The request: Update the stretch from the line that contains "point: calf neck" through the line that contains "column 161, row 250" by replacing "marker" with "pin", and leave everything else unchanged. Return only those lines.

##### Provided data

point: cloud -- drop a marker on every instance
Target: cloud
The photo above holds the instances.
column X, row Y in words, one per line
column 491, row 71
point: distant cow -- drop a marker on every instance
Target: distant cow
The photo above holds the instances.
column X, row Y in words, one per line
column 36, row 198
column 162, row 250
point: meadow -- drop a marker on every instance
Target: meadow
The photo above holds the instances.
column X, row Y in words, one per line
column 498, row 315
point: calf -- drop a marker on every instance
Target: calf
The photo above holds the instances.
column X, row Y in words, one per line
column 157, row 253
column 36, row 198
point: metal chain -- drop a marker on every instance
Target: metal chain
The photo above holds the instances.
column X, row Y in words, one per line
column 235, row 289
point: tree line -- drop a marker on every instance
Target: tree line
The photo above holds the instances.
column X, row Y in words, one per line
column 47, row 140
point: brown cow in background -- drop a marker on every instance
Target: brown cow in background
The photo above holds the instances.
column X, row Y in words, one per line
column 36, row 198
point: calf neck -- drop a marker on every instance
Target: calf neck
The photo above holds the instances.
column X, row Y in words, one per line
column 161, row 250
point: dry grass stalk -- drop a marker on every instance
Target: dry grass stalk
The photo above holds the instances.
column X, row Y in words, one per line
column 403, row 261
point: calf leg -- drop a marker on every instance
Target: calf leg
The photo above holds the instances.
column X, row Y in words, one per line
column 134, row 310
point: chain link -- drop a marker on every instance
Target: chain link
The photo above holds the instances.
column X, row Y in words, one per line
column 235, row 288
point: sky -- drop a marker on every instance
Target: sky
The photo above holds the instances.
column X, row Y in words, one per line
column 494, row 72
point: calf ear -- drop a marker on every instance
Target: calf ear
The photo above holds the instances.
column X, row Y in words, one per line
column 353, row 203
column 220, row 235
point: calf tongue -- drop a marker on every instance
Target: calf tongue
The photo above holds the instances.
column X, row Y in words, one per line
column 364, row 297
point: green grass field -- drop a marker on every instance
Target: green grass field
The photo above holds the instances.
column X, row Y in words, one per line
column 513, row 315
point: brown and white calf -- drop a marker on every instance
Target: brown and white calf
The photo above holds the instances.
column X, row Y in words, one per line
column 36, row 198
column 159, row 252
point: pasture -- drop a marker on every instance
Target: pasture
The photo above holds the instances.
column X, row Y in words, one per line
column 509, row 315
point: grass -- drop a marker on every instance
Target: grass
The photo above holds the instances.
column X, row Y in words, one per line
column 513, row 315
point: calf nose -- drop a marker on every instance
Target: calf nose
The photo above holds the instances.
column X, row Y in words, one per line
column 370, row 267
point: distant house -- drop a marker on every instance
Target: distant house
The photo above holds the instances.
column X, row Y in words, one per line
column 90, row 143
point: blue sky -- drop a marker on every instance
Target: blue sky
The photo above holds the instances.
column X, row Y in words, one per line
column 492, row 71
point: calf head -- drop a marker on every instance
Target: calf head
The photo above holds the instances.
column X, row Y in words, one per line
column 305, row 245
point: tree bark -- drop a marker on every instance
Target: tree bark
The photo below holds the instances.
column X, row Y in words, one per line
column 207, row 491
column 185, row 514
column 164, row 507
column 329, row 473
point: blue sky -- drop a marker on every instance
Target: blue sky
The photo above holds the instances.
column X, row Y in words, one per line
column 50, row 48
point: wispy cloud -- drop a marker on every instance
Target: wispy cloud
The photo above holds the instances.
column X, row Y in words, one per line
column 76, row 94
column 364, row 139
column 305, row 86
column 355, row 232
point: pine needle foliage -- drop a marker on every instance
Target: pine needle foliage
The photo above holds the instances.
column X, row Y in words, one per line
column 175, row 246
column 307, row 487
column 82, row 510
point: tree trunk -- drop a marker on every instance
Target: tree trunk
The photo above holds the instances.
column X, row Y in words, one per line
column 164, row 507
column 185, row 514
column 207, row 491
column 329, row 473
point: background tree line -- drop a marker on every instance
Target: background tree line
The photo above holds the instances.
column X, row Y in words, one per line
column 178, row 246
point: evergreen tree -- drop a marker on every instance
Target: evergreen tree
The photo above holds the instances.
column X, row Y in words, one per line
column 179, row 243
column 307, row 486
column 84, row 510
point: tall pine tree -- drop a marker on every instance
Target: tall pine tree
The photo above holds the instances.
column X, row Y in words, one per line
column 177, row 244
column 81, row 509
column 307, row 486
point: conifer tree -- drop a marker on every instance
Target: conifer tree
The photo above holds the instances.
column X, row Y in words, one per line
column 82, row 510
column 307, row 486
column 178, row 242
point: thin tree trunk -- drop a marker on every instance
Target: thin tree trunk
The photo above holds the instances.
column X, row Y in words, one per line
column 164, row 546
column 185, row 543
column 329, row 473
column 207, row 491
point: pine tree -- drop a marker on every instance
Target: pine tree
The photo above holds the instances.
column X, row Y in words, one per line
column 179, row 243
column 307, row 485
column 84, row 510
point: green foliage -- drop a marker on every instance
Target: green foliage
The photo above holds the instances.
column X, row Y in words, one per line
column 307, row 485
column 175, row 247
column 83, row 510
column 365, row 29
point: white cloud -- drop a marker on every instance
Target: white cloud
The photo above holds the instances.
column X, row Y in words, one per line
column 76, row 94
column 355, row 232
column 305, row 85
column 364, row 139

##########
##### Provided data

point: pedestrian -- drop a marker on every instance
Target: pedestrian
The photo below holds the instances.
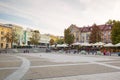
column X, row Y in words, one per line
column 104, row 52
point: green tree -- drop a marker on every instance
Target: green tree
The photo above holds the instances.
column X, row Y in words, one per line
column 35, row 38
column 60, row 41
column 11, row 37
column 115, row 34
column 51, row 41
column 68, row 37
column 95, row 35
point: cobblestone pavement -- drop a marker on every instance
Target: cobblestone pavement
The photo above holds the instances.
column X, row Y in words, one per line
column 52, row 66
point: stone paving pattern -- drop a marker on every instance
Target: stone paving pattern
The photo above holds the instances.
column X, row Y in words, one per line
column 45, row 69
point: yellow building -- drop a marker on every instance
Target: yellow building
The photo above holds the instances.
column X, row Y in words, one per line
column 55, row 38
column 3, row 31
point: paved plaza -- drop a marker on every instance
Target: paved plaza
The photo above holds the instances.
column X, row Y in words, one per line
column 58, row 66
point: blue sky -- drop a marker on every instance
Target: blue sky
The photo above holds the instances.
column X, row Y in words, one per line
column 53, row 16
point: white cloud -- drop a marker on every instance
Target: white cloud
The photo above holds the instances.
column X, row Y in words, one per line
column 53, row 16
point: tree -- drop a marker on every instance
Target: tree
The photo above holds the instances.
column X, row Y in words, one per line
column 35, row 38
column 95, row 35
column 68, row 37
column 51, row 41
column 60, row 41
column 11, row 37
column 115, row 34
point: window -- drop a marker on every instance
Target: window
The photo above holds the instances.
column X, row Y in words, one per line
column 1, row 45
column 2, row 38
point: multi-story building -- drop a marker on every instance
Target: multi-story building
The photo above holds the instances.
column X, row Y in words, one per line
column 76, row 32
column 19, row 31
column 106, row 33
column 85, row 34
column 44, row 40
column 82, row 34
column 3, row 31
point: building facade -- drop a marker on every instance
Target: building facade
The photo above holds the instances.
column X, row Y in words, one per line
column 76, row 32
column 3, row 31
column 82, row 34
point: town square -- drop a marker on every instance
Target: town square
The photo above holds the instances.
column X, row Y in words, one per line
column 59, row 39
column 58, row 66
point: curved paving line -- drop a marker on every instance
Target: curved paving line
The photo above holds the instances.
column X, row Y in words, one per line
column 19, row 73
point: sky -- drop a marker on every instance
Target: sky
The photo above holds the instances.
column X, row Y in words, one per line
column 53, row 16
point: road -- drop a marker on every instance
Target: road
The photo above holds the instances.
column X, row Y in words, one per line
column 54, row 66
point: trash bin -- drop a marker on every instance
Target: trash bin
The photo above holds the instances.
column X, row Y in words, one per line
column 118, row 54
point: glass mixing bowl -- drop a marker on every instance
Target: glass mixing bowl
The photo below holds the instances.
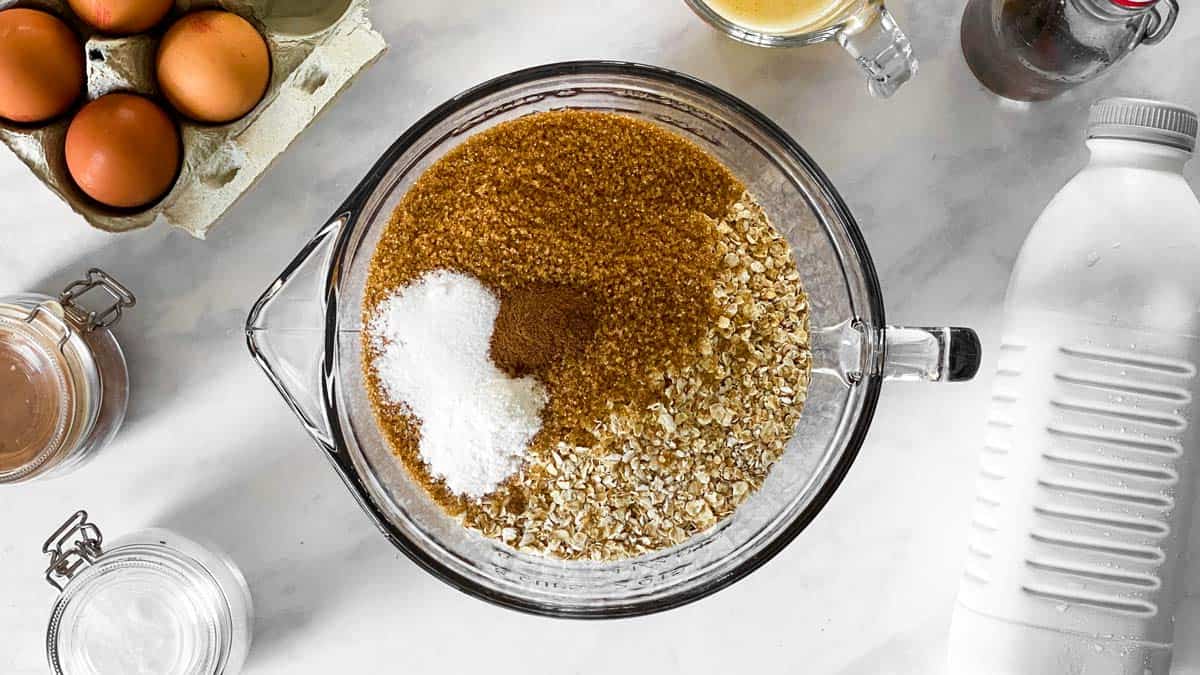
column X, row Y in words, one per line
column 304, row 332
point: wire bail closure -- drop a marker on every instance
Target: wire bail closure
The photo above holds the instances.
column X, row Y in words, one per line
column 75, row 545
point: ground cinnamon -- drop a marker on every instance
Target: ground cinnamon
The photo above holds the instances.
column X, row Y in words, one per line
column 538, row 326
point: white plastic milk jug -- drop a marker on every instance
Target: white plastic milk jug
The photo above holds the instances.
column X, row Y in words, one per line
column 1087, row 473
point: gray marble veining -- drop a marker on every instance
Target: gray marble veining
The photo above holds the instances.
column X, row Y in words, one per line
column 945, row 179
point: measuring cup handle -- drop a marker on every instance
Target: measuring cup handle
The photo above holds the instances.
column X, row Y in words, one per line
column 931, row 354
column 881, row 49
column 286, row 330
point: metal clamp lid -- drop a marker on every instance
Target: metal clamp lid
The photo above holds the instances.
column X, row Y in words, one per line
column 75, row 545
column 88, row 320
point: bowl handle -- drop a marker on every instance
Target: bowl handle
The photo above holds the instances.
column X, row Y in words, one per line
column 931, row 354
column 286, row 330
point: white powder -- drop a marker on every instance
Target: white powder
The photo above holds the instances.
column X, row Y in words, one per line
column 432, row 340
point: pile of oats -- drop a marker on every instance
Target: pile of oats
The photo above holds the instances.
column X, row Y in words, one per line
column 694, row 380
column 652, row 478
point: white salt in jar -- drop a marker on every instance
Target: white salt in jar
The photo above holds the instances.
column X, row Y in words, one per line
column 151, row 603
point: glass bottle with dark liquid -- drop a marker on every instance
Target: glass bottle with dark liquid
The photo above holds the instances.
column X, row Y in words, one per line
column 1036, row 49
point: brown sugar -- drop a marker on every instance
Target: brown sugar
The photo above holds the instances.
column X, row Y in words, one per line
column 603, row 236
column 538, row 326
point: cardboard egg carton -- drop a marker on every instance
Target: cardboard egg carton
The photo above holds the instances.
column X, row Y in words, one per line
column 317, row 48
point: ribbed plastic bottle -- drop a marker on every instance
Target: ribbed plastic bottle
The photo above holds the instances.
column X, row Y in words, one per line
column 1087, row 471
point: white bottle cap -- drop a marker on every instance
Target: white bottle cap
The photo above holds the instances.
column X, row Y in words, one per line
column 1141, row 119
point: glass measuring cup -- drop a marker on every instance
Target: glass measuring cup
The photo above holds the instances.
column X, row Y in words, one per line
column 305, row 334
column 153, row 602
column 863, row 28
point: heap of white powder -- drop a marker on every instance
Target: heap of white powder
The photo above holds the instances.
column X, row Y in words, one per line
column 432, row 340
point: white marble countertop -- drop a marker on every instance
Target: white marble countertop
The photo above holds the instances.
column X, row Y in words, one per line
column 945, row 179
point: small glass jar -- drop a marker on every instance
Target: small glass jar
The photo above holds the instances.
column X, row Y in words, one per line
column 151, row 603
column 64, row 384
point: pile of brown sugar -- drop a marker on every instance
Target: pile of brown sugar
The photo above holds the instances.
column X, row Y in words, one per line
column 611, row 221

##########
##### Provided data

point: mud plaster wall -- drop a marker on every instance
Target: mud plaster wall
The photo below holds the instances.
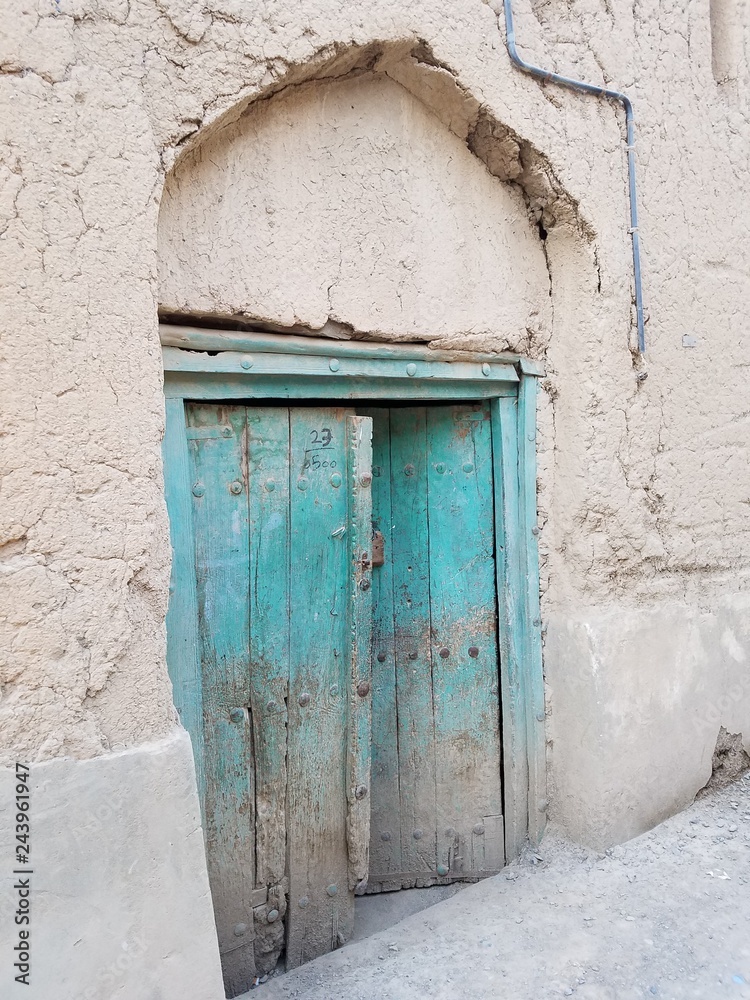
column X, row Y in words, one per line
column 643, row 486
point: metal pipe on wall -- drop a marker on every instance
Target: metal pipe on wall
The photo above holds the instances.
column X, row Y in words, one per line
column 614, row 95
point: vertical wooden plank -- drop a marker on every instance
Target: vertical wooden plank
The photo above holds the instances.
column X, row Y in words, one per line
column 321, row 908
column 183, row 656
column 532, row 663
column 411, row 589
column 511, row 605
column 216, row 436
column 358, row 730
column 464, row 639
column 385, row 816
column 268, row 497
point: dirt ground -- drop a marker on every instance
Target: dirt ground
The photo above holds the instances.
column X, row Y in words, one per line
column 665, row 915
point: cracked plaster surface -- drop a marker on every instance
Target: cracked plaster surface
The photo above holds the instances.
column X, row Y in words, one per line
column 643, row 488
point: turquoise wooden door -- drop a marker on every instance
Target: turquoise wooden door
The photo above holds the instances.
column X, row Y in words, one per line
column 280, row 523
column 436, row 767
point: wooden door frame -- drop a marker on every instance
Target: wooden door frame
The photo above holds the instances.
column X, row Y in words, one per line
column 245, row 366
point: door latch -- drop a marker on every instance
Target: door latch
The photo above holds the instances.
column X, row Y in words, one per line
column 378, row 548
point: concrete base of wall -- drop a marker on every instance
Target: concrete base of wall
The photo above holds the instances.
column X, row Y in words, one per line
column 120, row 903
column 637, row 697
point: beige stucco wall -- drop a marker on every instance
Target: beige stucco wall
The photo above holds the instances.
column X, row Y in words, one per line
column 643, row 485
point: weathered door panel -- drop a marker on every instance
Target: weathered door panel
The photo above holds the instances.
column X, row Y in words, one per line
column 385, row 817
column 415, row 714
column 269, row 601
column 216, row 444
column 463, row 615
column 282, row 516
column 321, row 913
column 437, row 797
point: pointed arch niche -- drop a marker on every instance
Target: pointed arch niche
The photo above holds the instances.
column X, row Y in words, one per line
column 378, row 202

##########

Written answer:
point: calf neck -- drop a pin on every instance
Target: calf neck
The photo above holds the instances.
column X, row Y in words, one per line
column 161, row 250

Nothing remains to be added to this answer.